● Prompt:
Give back exactly the lines running from the line with "If you could spot the tall" to the end of the entries, and only those lines.

(Records from a data collection)

↓

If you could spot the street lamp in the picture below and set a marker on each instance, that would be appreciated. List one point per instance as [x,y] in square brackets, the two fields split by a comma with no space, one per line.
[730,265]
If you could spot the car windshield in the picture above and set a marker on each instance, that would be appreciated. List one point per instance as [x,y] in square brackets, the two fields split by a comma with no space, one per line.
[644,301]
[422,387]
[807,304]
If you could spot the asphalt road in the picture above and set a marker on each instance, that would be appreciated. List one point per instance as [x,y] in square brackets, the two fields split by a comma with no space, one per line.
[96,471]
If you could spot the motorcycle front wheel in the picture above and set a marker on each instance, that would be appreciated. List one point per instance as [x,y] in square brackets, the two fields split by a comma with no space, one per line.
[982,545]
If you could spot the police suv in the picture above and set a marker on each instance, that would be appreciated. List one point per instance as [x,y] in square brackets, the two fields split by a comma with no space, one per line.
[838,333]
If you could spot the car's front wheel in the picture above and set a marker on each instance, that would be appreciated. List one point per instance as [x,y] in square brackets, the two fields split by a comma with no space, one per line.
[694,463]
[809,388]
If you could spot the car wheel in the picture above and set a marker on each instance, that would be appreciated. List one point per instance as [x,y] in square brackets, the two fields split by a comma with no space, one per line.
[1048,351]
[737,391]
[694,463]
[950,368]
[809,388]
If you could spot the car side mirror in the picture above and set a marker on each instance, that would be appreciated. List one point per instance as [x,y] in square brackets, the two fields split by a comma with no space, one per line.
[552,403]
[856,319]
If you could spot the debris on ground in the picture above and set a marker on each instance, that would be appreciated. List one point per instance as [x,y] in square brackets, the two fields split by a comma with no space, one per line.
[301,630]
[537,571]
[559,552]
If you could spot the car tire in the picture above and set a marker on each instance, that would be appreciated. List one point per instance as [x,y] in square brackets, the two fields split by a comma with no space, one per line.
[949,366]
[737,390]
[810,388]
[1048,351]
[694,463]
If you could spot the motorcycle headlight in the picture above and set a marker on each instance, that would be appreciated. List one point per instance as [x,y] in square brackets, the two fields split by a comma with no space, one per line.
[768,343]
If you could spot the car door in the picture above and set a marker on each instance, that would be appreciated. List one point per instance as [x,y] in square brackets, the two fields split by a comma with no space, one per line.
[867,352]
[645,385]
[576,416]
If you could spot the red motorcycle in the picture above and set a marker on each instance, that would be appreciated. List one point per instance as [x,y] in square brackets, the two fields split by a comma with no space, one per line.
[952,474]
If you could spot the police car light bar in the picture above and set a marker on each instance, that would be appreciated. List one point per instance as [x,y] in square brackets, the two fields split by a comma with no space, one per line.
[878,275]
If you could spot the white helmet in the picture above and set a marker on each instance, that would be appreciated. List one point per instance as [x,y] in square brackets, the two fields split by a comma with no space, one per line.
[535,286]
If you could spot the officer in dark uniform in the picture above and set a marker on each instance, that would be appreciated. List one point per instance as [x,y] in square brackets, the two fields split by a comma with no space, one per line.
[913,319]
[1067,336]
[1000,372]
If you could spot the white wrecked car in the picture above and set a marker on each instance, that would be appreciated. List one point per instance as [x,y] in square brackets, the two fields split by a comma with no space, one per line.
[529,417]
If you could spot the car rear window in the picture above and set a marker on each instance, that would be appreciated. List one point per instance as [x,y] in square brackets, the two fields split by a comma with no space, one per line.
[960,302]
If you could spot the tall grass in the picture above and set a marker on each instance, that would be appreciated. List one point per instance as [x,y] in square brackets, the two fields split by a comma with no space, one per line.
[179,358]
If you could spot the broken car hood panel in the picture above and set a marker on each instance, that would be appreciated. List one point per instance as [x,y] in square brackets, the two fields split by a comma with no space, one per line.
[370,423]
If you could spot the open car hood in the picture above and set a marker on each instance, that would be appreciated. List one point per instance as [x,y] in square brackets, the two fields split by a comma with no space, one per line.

↑

● Task solution:
If you could spot the tall grass in the picture above and set a marker on each instance, that would be appreciated. List one point per instance as [x,y] in square brackets, the two fields split by a comma with no space, one per line.
[179,358]
If you could spot the broken car hood panel in the picture above and set a marker on each instance, that would be appreciated. List one point per instance as [x,y] in square brackets, the two fields split by a comma with no space, one per line.
[370,423]
If you could spot the open car hood in the picture above and set a marker on each instance, that would be appreciated. List one point per instance as [x,y] in square brackets, the two fields split by a comma with no space, one per line.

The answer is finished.